### DIRECTION A
What budget does the laptop thread give?
### DIRECTION B
From the laptop thread, write out the text starting with "3.Dual Boot for" and going on through "- normal (*3-4hrs*)".
### DIRECTION C
Which laptop brands does the laptop thread name?

# Laptop for 75K



## TheSloth (Jul 2, 2017)

Suggest laptop configurations for my friend.
*
1) What is your budget? *(INR or USD)
A) 75000INR

*2) What size & weight consideration (if any) would you prefer?*
A) Mainstream; 15" - 16" screen

*3) What are the primary tasks you will be performing with this notebook? *
A) 1.Coding - Run big applications. e.g. E-commerece/Insurance company application.
     2.Run OSes in Virtual Box. 
     3.Dual Boot for sure.(might be 3 OSes if its possible) 
     4.A bit of gaming I guess but that's isn't the main criteria at all.

*5) Any typical configuration in your mind you're eying for ?*
A) I am guessing i7 HQ processor is needed.

*4) Are there any brands that you prefer or any you really don't like?*
a. Like: Dell, HP and so
b. Dislike: Acer, Samsung. Basically the not so famous brands in laptop market

*6) Anything else you would like to say?*

Screen resolution *( *768p (*HD*) / 900p / 1080p (*Full HD*) *) - *please not the 768p resolution. Matte screen is must.
Battery back up - normal (*3-4hrs*)

Purchase place - Online and Local Chennai. Open to international purchase only if the brand provide international warranty for that laptop model.
Will be buying laptop as soon as possible. Can't wait till next month.
Thanks in advance


----------



## sohan_92 (Jul 2, 2017)

I saw this product today on Flipkart.

### LISTING
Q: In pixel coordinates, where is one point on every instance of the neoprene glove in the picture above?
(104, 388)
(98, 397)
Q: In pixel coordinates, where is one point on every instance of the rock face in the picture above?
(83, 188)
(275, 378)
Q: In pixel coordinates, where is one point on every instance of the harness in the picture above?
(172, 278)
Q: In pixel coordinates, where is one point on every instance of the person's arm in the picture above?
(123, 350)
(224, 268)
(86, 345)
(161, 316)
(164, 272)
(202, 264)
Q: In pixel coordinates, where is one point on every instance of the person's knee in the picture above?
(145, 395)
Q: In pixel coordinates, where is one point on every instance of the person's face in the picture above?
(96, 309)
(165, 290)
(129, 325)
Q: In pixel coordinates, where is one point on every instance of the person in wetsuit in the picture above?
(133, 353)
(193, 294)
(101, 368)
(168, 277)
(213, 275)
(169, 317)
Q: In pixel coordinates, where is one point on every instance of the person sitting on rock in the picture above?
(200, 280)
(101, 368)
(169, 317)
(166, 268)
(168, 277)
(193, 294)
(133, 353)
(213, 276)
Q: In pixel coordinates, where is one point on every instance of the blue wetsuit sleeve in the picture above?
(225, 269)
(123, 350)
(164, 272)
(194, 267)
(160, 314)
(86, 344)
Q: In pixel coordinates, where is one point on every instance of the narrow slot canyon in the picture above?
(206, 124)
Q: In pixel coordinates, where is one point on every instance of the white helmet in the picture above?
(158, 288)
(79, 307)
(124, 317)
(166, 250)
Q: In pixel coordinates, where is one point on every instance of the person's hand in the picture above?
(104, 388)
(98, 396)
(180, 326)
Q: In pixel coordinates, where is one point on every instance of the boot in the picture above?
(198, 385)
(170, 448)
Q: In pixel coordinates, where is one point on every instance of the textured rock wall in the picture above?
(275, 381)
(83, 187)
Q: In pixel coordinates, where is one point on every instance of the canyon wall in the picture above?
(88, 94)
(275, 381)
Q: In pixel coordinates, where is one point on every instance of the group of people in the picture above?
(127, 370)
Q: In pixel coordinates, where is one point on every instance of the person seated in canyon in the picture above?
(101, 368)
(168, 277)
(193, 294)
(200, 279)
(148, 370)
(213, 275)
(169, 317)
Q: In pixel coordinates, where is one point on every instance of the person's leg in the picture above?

### FULL ANSWER A
75000 INR

### FULL ANSWER B
3.Dual Boot for sure.(might be 3 OSes if its possible) 
     4.A bit of gaming I guess but that's isn't the main criteria at all.

*5) Any typical configuration in your mind you're eying for ?*
A) I am guessing i7 HQ processor is needed.

*4) Are there any brands that you prefer or any you really don't like?*
a. Like: Dell, HP and so
b. Dislike: Acer, Samsung. Basically the not so famous brands in laptop market

*6) Anything else you would like to say?*

Screen resolution *( *768p (*HD*) / 900p / 1080p (*Full HD*) *) - *please not the 768p resolution. Matte screen is must.
Battery back up - normal (*3-4hrs*)

### FULL ANSWER C
Dell, HP, Acer, Samsung